[BEGIN DATASET RECORDS]

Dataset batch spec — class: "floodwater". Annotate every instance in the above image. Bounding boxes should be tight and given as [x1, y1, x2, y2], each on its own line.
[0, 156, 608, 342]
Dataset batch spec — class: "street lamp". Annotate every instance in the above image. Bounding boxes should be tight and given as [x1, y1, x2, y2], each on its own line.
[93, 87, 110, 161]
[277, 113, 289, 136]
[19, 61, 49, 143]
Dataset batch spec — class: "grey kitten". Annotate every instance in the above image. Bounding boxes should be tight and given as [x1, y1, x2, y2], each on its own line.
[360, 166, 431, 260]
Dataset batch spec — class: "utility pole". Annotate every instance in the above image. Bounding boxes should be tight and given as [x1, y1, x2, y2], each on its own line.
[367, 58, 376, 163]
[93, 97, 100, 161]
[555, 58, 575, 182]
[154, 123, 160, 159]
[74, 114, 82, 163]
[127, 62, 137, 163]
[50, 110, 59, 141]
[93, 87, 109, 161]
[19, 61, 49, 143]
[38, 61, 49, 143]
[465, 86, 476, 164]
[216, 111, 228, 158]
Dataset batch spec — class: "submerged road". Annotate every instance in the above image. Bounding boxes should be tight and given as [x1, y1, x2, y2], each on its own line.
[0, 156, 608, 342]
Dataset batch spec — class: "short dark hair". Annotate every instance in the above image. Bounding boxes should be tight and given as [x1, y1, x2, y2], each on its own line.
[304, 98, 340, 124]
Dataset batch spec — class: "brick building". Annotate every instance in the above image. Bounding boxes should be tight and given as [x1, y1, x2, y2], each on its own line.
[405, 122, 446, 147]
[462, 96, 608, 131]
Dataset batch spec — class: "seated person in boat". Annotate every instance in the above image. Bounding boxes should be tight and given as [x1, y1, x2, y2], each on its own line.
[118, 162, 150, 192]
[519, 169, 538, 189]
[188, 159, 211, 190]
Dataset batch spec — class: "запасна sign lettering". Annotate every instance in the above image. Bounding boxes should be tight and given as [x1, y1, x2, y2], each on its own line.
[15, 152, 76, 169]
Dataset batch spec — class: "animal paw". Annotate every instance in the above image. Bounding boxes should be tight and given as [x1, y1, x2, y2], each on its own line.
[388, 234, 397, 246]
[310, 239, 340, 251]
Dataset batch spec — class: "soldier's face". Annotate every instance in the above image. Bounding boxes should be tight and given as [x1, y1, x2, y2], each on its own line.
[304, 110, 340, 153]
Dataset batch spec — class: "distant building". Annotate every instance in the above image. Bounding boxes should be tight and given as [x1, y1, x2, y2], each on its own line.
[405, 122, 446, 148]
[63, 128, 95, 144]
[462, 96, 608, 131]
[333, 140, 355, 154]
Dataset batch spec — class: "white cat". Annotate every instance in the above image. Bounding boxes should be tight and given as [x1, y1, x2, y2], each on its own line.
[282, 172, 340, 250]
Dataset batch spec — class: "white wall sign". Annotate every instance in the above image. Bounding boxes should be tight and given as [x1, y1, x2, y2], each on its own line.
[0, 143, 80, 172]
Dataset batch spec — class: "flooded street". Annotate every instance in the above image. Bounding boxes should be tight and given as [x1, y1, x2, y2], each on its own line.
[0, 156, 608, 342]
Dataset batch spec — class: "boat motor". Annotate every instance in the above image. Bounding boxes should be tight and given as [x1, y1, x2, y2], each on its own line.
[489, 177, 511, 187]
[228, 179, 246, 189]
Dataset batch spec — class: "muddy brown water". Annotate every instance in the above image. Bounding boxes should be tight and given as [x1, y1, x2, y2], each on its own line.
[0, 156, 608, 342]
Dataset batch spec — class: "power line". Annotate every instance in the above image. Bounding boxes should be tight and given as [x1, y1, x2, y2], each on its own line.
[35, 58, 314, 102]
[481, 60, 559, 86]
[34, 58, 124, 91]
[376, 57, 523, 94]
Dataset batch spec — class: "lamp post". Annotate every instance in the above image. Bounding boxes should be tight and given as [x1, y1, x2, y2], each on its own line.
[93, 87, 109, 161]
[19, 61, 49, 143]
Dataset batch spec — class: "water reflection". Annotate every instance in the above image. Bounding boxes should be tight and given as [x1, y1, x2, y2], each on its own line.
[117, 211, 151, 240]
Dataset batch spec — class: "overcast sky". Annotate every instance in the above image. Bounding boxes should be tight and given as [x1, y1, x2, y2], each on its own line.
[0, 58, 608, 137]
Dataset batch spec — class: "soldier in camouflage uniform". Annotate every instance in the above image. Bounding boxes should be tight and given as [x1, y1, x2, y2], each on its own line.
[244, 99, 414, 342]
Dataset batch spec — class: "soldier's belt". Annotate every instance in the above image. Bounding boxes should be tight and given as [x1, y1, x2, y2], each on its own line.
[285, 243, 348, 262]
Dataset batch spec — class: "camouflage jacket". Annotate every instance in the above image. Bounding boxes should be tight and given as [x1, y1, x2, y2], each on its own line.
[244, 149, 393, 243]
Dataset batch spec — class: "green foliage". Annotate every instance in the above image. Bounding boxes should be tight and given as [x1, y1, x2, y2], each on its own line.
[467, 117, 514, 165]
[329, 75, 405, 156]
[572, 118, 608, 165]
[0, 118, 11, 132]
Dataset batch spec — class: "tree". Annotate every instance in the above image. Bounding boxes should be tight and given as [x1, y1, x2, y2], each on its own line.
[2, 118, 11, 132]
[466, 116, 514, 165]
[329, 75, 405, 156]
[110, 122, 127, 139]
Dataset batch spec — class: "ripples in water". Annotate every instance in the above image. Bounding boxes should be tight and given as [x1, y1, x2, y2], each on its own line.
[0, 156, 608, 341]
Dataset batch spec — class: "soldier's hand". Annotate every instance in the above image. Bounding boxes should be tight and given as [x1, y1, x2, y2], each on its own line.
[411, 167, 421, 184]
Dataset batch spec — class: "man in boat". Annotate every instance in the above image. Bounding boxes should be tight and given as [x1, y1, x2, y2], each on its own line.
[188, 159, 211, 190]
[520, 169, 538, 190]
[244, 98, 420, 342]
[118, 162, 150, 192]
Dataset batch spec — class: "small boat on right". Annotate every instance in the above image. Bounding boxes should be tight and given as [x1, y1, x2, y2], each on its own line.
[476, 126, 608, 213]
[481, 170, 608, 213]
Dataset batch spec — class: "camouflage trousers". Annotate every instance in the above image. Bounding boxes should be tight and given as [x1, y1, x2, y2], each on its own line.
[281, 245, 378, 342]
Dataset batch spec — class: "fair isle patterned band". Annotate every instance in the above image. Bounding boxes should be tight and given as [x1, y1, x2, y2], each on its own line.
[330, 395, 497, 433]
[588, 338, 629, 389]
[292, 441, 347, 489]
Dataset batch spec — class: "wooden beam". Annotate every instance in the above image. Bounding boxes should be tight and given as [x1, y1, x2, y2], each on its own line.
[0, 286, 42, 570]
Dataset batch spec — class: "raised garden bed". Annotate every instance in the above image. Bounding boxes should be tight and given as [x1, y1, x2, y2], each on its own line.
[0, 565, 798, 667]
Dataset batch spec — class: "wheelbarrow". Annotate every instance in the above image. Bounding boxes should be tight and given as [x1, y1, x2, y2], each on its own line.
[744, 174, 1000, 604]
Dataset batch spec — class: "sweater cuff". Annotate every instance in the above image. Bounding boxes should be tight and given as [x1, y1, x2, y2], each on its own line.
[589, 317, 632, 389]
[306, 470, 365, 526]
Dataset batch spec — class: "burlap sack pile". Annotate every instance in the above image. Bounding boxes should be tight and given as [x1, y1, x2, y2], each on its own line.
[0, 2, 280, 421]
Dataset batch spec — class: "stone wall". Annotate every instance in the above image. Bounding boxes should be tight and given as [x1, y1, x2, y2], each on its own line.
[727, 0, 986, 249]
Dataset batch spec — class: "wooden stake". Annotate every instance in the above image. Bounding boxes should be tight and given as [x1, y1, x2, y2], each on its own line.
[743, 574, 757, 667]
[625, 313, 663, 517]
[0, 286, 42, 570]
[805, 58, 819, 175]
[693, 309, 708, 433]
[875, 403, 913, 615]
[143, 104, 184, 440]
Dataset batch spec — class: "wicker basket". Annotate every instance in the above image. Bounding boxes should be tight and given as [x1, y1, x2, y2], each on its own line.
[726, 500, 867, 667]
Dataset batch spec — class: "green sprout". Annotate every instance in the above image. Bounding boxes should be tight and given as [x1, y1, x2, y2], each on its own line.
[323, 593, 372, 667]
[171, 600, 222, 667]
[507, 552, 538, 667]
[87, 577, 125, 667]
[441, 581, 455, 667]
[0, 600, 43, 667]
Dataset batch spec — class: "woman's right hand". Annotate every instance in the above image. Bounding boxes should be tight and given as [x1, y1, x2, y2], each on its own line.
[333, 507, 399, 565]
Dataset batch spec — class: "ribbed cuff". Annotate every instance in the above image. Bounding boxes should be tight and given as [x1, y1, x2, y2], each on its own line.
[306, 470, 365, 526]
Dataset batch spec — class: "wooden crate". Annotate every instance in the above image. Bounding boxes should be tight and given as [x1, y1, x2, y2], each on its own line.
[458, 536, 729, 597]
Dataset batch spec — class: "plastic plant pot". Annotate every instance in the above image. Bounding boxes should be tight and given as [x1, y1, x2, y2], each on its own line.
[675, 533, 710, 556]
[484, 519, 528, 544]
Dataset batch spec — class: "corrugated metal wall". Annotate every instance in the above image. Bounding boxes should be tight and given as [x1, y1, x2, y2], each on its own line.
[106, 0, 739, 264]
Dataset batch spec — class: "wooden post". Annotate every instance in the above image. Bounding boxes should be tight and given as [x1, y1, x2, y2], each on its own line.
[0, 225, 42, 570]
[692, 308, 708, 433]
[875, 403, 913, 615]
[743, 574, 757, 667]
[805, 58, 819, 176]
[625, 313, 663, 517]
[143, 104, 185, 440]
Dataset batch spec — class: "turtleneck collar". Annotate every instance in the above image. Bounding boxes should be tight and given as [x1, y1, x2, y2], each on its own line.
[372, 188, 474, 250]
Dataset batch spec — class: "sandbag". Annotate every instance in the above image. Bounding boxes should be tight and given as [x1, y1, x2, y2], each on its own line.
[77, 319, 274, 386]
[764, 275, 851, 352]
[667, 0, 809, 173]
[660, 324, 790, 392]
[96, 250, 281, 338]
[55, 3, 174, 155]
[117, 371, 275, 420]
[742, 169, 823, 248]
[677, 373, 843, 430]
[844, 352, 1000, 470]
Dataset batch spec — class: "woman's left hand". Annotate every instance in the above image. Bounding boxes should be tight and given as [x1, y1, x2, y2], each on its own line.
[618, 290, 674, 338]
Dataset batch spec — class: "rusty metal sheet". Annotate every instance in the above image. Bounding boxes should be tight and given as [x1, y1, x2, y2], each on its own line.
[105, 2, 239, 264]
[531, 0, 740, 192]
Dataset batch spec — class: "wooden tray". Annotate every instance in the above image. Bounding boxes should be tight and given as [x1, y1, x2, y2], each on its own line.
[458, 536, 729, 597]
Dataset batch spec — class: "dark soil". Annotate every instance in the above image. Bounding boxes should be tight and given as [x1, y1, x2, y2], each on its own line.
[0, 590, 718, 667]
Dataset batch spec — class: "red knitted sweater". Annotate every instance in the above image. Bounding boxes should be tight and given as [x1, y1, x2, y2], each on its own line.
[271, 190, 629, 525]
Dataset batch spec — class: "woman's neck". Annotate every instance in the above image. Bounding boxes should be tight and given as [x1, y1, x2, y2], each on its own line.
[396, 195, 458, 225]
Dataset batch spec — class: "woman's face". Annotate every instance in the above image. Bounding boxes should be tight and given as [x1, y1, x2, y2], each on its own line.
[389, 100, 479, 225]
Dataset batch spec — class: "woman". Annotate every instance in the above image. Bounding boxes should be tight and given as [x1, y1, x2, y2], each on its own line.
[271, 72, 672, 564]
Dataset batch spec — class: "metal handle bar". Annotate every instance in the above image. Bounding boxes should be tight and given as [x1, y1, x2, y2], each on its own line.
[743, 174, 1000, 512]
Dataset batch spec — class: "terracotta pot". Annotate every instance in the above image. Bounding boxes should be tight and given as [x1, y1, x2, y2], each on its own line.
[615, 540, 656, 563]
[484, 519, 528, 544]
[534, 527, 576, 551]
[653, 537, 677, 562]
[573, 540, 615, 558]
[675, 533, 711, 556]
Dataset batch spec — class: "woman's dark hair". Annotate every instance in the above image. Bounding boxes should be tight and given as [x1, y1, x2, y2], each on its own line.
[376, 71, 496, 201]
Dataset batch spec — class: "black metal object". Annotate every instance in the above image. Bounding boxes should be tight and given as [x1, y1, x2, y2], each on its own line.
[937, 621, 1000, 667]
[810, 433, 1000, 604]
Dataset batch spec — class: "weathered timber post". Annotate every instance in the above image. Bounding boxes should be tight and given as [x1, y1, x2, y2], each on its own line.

[END DATASET RECORDS]

- [GIVEN EXERCISE]:
Please convert the material, starting at its beginning and ending at the line that contains "[310, 239, 340, 251]", into a two-column CSV with the headers spec and boxes. Give each spec and its boxes one row, with each value in its own quoted field and line breaks replaced by spaces.

- [OUTPUT]:
spec,boxes
"Dataset batch spec — class: ""floodwater"". Annotate every instance in the above image. Bounding boxes should be tight and given as [x1, y1, x2, y2], each on its own line.","[0, 156, 608, 342]"
"Dataset batch spec — class: ""street lamp"". Annotate every instance in the above image. Bounding boxes should be tight and given as [x1, y1, x2, y2], each on its own line.","[93, 87, 110, 161] [277, 113, 289, 136] [19, 61, 49, 143]"
"Dataset batch spec — class: ""grey kitten"". Annotate every instance in the above image. Bounding boxes should be tight and given as [x1, y1, x2, y2], each on its own line.","[360, 166, 431, 260]"
"Dataset batch spec — class: ""utility pole"". Annotate every instance in the above image. Bounding boxes should be tight and given as [x1, y1, x2, y2], each on its own line.","[367, 58, 376, 163] [93, 97, 100, 161] [555, 58, 575, 182] [154, 123, 160, 159] [74, 114, 82, 163] [127, 62, 137, 163] [50, 110, 59, 141] [93, 87, 109, 161] [19, 61, 49, 143] [38, 61, 49, 143] [465, 86, 476, 164] [216, 111, 228, 158]"
"Dataset batch spec — class: ""submerged road"". Annotate every instance in the above image. Bounding boxes should be tight and given as [x1, y1, x2, y2], each on its own line.","[0, 156, 608, 342]"
"Dataset batch spec — class: ""short dark hair"". Annotate every instance in the above image. Bounding boxes should be tight and given as [x1, y1, x2, y2], each on its own line.","[304, 98, 340, 124]"
"Dataset batch spec — class: ""brick building"". Annotate every instance in the above image. Bounding boxes should be tight and given as [x1, y1, x2, y2], each on its own line.","[405, 122, 446, 147] [462, 96, 608, 131]"
"Dataset batch spec — class: ""seated person in boat"". Annotate every instance in the above image. Bounding boxes should be tight and given as [x1, y1, x2, y2], each on its own line.","[118, 162, 150, 192] [519, 169, 538, 189] [188, 159, 211, 190]"
"Dataset batch spec — class: ""запасна sign lettering"". Annotate every instance in the above image. Bounding boxes should be tight and given as [x1, y1, x2, y2], each on its own line.","[15, 152, 76, 169]"
"Dataset batch spec — class: ""animal paw"". Annotate every instance in the above image. Bounding boxes should be tight and given as [x1, y1, x2, y2], each on its own line.","[388, 234, 397, 246] [310, 239, 340, 251]"